● **Задание**:
Продолжите приведенный ниже текст об английских королях после Альфреда и о правлении Кнута, начав сразу после его последнего предложения.

● **Текст для чтения**:
++++
6. После кончины Альфреда прошедшие его школу преемники еще больше укрепили престиж англосаксонских монархов. Они отвоевали у датчан сначала Мерсию, потом Нортумбрию. Король Ательстан (924–941) мог без преувеличения именоваться «королем всех частей Британии». Сами датчане, обосновавшиеся в Восточной Англии, смешивались с англосаксонским населением и уже начинали считать его язык своим. Но этот внутренний мир требовал двух условий: сильного короля и прекращения вторжений. Однако если нападения пиратов, казалось, стали реже, то лишь потому, что люди Севера в своих собственных странах боролись друг с другом за создание норвежского и датского королевств. Когда этот период борьбы закончился, вторжения авантюристов возобновились, тем более активные, что из новых монархий бежали многие недовольные. Мы находим в «Англосаксонской хронике» на протяжении всей второй половины X в. ту же зловещую прогрессию, что и во времена первых вторжений. Поначалу это всего лишь шайки грабителей, семь-восемь кораблей, потом настоящие флотилии, потом войско, потом «Великая армия». Это новое вторжение совпадает с правлением бездарного короля Этельреда. Вместо того чтобы обороняться, он вернулся к самому трусливому методу и решил откупиться от «Великой армии» данью в 10 тыс. фунтов. Чтобы заплатить эту огромную сумму, ему пришлось ввести особый поземельный налог, Danegeld (деньги данов), в три-четыре шиллинга с хида находившейся в собственности земли. Разумеется, датчане, прельщенные перспективой обогащения, становились все более требовательными, и после смерти сына Этельреда Эдмунда Железнобокого, который пытался бороться, но был убит, совет мудрейших не увидел другого решения, кроме как предложить корону предводителю «Великой армии» Кнуту, брату короля Дании, молодому человеку двадцати трех лет. «Вся страна, — говорит хронист, — выбрала Кнута и покорилась тому, кому еще недавно сопротивлялась».
7. Выбор оказался удачным. Кнут был суровым и даже жестоким врагом, но он отличался умом и умел находить компромисс. Он начал с женитьбы на вдовствующей королеве Эмме Нормандской, женщине старше его, но которая связывала его с новым королевством. И сразу же показал, что не будет делать никакого различия между англами и данами. Более того, он даже казнил тех представителей английской знати, кто предал его противника Эдмунда Железнобокого. «Как сможешь ты, человек, предавший своего господина, стать верным слугой?..» Он распустил свою большую армию и оставил только сорок кораблей, экипажи которых, примерно три тысячи двести человек, образовали его личную гвардию. Они стали элитным войском, хускарлами (housecarls или Hus-Carles), которые, вопреки феодальным обычаям, получали не земли, а плату. Чтобы платить им, Кнут продолжил взимать Danegeld (или просто Geld) и оставил в наследство Вильгельму Завоевателю этот поземельный налог, принятый населением. В 1018 г. Кнут созвал данов и англов на большой съезд в Оксфорде, где те и другие поклялись соблюдать древние англосаксонские законы. Удивительной личностью был этот царственный пират, в столь молодом возрасте превратившийся в беспристрастного короля-охранителя. Приняв христианство, он проявил такое благочестие, что даже отказался носить корону и подвесил ее над главным алтарем Винчестерского собора, дабы показать, что единственный король — Бог.
++++
● **Исходные данные**:
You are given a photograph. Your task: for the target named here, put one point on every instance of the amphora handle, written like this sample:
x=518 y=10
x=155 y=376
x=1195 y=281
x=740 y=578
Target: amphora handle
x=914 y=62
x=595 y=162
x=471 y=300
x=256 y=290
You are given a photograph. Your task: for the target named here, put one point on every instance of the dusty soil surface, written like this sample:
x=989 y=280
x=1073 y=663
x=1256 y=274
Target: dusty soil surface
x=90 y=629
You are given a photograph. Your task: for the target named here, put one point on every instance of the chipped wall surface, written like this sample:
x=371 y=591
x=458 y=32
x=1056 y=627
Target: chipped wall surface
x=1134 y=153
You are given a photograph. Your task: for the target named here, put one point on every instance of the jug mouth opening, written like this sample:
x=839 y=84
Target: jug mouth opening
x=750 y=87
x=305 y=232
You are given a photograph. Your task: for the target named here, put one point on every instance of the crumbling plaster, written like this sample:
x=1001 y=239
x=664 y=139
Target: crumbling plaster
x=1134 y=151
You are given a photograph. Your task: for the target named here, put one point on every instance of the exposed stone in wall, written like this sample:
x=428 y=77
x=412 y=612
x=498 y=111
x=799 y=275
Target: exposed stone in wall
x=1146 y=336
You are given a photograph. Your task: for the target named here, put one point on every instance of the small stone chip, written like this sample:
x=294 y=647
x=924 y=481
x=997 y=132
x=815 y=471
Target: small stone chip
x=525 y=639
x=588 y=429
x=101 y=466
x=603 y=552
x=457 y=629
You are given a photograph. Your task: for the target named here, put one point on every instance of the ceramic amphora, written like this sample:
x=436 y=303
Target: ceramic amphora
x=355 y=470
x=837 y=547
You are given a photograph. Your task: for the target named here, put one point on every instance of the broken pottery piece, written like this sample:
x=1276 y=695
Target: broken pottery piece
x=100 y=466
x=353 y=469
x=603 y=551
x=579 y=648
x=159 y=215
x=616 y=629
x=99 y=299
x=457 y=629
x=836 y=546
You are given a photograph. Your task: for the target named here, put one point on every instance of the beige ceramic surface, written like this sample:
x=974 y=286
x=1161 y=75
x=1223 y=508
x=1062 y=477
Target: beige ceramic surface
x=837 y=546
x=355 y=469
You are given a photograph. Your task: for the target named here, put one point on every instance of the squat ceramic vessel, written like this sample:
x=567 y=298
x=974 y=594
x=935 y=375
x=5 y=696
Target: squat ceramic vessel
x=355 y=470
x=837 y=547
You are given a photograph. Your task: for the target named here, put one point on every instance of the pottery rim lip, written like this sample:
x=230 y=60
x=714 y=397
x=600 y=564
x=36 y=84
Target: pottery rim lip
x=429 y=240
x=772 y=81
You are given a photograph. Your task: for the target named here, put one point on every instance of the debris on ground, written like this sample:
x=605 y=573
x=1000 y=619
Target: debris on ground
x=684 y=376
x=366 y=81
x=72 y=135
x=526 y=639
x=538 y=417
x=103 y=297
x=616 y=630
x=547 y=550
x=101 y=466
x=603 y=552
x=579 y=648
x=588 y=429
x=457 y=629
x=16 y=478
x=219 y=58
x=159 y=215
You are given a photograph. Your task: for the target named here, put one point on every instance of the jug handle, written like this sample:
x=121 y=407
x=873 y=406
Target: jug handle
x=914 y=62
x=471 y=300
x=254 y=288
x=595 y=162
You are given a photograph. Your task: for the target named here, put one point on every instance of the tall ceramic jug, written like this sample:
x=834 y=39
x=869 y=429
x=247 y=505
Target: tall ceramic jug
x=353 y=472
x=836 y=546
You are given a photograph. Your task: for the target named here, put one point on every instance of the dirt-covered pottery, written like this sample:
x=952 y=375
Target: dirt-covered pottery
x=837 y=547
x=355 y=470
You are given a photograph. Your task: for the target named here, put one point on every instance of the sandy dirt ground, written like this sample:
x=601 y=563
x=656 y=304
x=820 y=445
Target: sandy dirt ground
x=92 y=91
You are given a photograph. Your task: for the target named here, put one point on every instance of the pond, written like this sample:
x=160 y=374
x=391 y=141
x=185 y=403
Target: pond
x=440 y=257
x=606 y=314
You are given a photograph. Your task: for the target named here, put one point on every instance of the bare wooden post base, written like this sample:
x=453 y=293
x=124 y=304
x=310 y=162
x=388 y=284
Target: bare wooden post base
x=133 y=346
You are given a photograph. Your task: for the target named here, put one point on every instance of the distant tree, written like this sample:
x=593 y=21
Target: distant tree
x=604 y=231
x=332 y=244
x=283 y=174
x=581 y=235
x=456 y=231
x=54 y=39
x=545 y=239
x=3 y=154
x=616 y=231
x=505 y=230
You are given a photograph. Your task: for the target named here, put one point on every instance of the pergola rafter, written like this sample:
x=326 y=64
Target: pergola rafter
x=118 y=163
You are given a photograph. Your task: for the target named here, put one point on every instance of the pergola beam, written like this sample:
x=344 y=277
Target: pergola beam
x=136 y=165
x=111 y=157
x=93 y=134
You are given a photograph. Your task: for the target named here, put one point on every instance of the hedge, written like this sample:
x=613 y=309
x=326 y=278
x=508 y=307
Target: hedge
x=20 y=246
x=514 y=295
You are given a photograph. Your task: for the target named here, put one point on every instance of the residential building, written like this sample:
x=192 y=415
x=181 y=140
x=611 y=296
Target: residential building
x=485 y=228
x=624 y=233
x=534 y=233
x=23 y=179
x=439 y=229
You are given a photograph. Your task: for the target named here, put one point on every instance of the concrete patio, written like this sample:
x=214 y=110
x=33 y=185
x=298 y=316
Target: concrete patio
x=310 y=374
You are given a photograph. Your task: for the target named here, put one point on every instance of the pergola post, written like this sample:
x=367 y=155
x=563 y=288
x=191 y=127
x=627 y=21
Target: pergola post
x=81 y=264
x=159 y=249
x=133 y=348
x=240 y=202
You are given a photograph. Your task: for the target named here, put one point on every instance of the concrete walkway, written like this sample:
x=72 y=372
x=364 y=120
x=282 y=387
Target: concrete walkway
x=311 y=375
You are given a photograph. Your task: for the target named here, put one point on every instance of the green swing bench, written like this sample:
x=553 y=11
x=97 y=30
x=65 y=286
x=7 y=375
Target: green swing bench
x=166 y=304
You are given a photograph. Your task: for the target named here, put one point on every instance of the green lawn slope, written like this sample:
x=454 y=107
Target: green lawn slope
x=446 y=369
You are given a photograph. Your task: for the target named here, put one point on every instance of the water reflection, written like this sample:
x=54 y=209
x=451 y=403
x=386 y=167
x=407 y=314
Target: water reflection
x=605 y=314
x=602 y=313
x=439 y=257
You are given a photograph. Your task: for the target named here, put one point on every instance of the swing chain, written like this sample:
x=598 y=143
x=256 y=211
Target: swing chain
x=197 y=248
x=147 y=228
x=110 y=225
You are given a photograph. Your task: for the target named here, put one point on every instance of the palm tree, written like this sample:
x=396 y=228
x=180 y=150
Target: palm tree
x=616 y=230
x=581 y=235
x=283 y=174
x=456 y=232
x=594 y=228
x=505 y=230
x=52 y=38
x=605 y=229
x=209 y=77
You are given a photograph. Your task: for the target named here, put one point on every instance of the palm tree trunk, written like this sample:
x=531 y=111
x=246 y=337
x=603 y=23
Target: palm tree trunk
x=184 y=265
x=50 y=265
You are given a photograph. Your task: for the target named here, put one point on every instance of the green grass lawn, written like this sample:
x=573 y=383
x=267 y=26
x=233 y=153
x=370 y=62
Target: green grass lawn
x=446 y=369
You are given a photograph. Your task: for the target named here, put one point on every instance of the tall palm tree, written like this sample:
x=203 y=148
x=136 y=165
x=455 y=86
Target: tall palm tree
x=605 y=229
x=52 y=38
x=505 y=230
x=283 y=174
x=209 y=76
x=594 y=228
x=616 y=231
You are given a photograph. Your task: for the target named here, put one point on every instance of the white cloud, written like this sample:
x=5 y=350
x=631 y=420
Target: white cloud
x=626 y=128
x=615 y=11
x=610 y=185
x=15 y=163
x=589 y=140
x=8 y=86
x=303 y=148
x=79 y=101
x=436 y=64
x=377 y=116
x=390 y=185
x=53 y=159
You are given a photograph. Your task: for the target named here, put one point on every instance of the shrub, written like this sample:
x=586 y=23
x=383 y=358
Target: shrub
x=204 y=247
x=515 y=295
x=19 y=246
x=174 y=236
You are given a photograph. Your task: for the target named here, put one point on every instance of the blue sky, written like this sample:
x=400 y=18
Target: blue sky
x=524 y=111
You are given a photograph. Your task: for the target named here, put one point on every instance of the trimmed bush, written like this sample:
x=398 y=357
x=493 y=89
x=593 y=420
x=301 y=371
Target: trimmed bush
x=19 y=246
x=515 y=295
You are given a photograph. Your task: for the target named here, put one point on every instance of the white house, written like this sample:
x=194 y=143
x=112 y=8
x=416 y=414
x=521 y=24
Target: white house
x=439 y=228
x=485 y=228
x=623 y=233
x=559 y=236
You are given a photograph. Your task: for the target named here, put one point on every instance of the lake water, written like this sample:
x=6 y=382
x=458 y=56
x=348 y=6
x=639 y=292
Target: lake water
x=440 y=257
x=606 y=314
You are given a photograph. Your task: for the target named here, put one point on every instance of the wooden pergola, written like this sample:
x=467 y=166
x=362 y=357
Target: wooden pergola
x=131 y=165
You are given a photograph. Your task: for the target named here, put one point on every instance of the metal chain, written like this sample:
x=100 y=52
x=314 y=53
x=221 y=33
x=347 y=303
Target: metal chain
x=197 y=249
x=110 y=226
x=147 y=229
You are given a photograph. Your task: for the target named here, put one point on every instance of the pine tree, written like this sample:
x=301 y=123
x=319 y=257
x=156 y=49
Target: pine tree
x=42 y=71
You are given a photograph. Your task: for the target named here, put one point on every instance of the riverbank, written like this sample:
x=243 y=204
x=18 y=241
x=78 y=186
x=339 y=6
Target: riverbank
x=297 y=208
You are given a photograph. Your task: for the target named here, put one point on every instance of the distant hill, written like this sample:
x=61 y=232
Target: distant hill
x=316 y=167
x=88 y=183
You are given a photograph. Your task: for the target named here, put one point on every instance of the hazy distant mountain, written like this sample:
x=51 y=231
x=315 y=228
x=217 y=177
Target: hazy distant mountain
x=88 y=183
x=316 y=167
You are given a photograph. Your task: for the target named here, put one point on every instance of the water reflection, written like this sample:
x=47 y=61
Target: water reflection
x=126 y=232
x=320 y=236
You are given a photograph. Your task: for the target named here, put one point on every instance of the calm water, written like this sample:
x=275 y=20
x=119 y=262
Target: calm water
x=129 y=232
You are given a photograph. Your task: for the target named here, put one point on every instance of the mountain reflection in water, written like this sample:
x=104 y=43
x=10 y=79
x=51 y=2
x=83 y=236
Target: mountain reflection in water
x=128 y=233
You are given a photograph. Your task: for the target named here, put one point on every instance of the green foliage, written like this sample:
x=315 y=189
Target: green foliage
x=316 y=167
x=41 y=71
++++
● **Ответ**:
Кнут Великий и его первая жена Эльфгифу, предстоящие перед Христом. Миниатюра манускрипта Liber Vitae. IX–XI вв.
8. Кнут, король Англии с 1016 г., король Дании с 1018 г. (после смерти своего брата), в 1030 г. завоевал Норвегию и ценой многочисленных уступок получил вассальную клятву верности от короля Шотландии. Англия опять оказалась связана с судьбой северных народов. Если бы дело Кнута продолжилось и если бы из Нормандии не явился Вильгельм, чтобы закрепить римское завоевание, кто знает, какой была бы история Европы? Но англо-скандинавская империя оказалась нежизнеспособной. Собранная наспех из народов, разделенных опасными морями и толком не знавших друг друга, она существовала лишь благодаря одному человеку. И когда Кнут умер в сорокалетнем возрасте, его творение не пережило творца. После некоторой борьбы между его сыновьями Совет мудрейших снова проявил свой эклектизм и, вернувшись к саксонской династии, выбрал королем Эдуарда, второго сына Этельреда. Эти чередования укрепляли авторитет совета, а престиж королевской власти как выборной магистратуры заметно снижался. Многими ширами теперь управляли графы, и, если бы их не уничтожило нормандское завоевание, они стали бы настоящими местными царьками и опасными соперниками короля.
Серебряная монета Кнута Великого. XI в.
XI. Нормандское завоевание
1. Роллон, который в 911 г. по устному соглашению в Сен-Клер-сюр-Эпте получил от Карла Простоватого герцогство Нормандия, принадлежал к тому же племени, что и захватчики, обосновавшиеся в Восточной Англии. Но век спустя обе эти ветви одного и того же древа развились столь по-разному, что во времена нормандского завоевания даны из Англии называли данов из Франции французами. Английские даны, встретив еще недостаточно укоренившуюся в стране европейскую цивилизацию, оказали на нее довольно большое влияние, в то время как нормандские даны, познакомившись в лице Франции с Римом, с поразительной быстротой пропитались латинским духом. С конца X в. нормандцы в Руане говорили исключительно по-французски, так что понадобилось отправить наследника герцогства в Байё, чтобы он там выучил язык своих предков. Сплав старого римского порядка и молодой нормандской энергии дал превосходные результаты. «О Франция, — писал хронист, — ты была удручена и повержена на землю… Но вот пришло к тебе из Дании новое племя… Заключен союз, и мир воцарился между ним и тобою. Это племя возвысит до небес твое имя и твое господство».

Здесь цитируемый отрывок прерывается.